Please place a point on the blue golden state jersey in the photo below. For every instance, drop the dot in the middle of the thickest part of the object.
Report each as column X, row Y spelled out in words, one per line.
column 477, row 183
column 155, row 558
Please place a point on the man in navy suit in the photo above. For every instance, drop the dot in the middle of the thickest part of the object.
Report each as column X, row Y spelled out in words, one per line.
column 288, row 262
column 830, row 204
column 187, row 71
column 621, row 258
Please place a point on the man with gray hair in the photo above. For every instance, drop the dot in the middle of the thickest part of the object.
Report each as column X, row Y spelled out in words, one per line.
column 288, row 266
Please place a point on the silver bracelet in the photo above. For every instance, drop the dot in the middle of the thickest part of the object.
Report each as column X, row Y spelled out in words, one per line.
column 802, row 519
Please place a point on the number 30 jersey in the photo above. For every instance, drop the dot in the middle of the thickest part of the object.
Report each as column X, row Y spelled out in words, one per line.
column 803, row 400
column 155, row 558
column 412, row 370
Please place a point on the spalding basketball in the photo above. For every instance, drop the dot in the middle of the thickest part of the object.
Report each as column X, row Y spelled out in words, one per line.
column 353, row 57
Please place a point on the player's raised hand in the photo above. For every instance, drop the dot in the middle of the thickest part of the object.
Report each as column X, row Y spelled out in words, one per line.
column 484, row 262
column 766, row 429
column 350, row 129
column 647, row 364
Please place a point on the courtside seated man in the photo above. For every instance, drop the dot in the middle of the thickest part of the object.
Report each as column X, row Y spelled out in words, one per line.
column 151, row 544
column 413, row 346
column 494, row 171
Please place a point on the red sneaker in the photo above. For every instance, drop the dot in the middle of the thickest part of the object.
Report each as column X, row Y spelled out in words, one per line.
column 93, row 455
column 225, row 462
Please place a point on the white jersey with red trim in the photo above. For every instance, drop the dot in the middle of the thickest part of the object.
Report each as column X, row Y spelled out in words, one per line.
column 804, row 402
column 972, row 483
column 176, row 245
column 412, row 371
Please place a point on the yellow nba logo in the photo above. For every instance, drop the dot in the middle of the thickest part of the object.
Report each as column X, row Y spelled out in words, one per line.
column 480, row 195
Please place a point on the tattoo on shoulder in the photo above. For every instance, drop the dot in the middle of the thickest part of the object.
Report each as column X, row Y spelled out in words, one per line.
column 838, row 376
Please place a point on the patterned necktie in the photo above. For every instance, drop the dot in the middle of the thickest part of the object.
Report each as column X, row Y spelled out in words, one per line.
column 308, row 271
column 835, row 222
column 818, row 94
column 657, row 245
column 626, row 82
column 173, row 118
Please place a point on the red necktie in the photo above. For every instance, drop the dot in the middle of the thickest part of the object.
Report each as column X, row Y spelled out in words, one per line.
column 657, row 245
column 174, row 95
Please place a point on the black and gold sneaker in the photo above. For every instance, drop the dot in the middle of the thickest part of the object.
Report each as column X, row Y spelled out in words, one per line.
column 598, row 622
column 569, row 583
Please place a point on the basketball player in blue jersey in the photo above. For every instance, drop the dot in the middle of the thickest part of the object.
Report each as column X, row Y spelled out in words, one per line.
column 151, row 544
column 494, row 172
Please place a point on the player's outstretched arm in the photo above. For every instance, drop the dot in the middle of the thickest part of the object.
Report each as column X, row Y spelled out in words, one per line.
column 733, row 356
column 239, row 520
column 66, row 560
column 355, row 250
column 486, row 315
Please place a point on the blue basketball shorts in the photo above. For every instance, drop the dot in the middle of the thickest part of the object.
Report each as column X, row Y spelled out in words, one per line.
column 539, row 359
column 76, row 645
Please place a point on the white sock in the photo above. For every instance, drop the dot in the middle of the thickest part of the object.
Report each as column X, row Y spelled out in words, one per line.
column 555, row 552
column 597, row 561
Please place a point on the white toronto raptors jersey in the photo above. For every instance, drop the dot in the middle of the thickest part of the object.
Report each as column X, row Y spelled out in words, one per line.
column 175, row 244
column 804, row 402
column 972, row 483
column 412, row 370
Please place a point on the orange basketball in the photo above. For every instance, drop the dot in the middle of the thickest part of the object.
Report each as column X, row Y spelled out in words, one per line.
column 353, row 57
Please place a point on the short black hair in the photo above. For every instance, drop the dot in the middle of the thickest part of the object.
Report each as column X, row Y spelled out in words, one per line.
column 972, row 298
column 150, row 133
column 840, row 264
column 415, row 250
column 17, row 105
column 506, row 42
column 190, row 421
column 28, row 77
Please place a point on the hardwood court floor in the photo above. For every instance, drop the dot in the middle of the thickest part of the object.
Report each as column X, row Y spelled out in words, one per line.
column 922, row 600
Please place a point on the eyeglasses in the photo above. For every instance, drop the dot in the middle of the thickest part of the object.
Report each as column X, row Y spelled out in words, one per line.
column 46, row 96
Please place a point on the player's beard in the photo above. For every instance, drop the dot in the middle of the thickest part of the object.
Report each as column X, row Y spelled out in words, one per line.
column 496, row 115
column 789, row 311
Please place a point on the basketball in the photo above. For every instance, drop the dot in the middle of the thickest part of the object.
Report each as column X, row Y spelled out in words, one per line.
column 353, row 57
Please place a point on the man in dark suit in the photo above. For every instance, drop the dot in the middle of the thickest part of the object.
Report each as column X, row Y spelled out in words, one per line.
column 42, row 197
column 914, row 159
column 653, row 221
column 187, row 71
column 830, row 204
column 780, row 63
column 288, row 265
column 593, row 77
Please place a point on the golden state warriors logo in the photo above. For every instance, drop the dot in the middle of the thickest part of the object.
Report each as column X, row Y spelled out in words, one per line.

JOB: Copy out all the entries shown above, character for character.

FULL ANSWER:
Please place a point on the blue golden state jersey in the photo below. For every instance, drop the dot in the middle of the thickest part of the object.
Report each as column X, row Y spelled out in words, one per line.
column 477, row 183
column 155, row 558
Please place a point on the man in navy suit in the photo above. For every instance, drop the dot in the middle of the thickest part of the object.
Report each as column X, row Y spelled out in words, one per line.
column 288, row 262
column 830, row 204
column 187, row 71
column 621, row 258
Please place a point on the man with gray hair in the photo above. For every instance, drop the dot in the middle of the thickest part of the object.
Report each as column X, row Y spelled out in words, one per line.
column 288, row 266
Please place a point on the silver bracelet in the photo above. For every instance, drop the dot in the middle of the thickest part of the object.
Report each as column X, row Y spelled out in words, one per line.
column 802, row 519
Please place a point on the number 30 jersey in the photo above. For every instance, drop the dot in the middle of the thickest part of the object.
Report each as column X, row Y spelled out in words, one per line.
column 803, row 400
column 155, row 558
column 412, row 370
Please place a point on the spalding basketball in the photo above. For every instance, drop the dot in the middle of the thickest part of the object.
Report each as column X, row Y spelled out in words, one per line.
column 353, row 57
Please place a point on the player's raised hand in the photo above. For every instance, drop the dot in the middle of the thickest part of the object.
Report each as column X, row Y spelled out in words, one per line.
column 484, row 262
column 766, row 429
column 350, row 129
column 647, row 364
Please place a point on the courtside seated man in the photo above. For every instance, drop the dot in the middle of the thickest part of the object.
Report each as column X, row Y spelled out in words, one per line.
column 151, row 544
column 413, row 346
column 494, row 171
Please place a point on the red sneaker in the photo above. For every instance, drop the dot in the middle of the thickest part of the object.
Report each as column X, row Y spelled out in words, one per line.
column 93, row 455
column 225, row 462
Please place a point on the white jersey with red trim in the photo above. For every instance, drop the dot in the middle of the thickest part of the object.
Report each as column X, row Y spelled out in words, one per line.
column 804, row 402
column 972, row 483
column 176, row 245
column 412, row 371
Please place a point on the yellow nba logo in the photo above. For every instance, drop the dot in the middle of the thickest part of the object.
Report each as column X, row Y spelled out in words, one per line.
column 480, row 195
Please place a point on the tattoo on shoulder in the photo above. For every instance, drop the dot in the middle of the thickest part of the object.
Report each as column X, row Y spelled out in words, one per line.
column 838, row 376
Please place a point on the patterned necktie in the photo above. For every instance, drop the dot in the middle of the thickest part of the object.
Report each as column X, row Y spelled out in words, one per line.
column 308, row 271
column 835, row 222
column 818, row 94
column 657, row 245
column 626, row 82
column 173, row 118
Please place a point on the red necktie in the photo above. For every instance, drop the dot in the middle of the thickest part of the object.
Report each as column X, row Y spelled out in words, one per line.
column 657, row 245
column 174, row 95
Please place a point on the black and gold sneaker in the photo above. For every instance, drop the dot in the middle of the thickest part of the object.
Report each as column X, row Y spelled out in words, one per line.
column 598, row 622
column 569, row 583
Please place a point on the basketball player in blue jersey in the photo above. For every instance, drop the dot in the middle of the thickest part of the object.
Report each as column X, row Y spelled out in words, one per line.
column 151, row 544
column 494, row 172
Please place a point on the player's outstretched arm in the photo above. For every instance, drop the dot in the middle of the thickest part of the object.
Report each as column X, row Y spelled out in words, one per line.
column 733, row 356
column 239, row 520
column 66, row 560
column 355, row 250
column 486, row 315
Please place a point on the blue basketball shorts in the photo above. For every instance, drop the dot in the middle of the thickest part of the object.
Report each as column X, row Y spelled out in words, one per line.
column 539, row 359
column 76, row 645
Please place a point on the white sock in the photo above. For every instance, drop the dot in the middle of the thickest part of the object.
Report each as column X, row Y spelled out in words, one per line.
column 555, row 552
column 597, row 561
Please place a point on the white toronto raptors jersey in the photo above. For every instance, drop the dot in the middle of the thickest part of the object.
Report each as column X, row Y spelled out in words, one per line.
column 175, row 244
column 804, row 402
column 972, row 483
column 412, row 370
Please place a point on the orange basketball in the photo above. For every instance, drop the dot in the middle of the thickest part of the object.
Report each as column X, row Y spelled out in words, one per line.
column 353, row 57
Please place a point on the short black hair in the photo above. For every instance, drop the dot in the middle of the thickest part of the object.
Report each as column X, row Y spelled out in words, one per line.
column 972, row 298
column 150, row 133
column 840, row 264
column 415, row 250
column 17, row 105
column 506, row 42
column 190, row 421
column 28, row 77
Please place a point on the hardwood court floor in the photo above. For every instance, drop the dot in the middle of the thickest part of the object.
Report each as column X, row Y spelled out in words, one per line.
column 922, row 600
Please place a point on the eyeglasses in the photo above. For every instance, drop the dot in the middle of the thickest part of the object.
Report each as column X, row Y spelled out in words, one per line.
column 46, row 96
Please place a point on the player's beard in the photo above. For every instance, drop the dot in the middle of the thickest part of the object.
Report each as column X, row Y spelled out in words, one per line.
column 496, row 115
column 789, row 311
Please place a point on the basketball in the photo above. For every instance, drop the dot in the middle of the thickest part of the object.
Report each as column X, row Y spelled out in words, one per line.
column 353, row 57
Please place a point on the man in dark suit in the photo above. For every instance, drop the dot in the middle of the thickest part of the object.
Report each as column X, row Y spelled out in words, one per line.
column 42, row 197
column 914, row 159
column 653, row 221
column 187, row 71
column 830, row 204
column 780, row 63
column 288, row 265
column 593, row 77
Please place a point on the golden state warriors logo in the photo above. For every instance, drop the dot in the middle of the thickest part of the object.
Report each as column X, row Y spelled out in words, one per line.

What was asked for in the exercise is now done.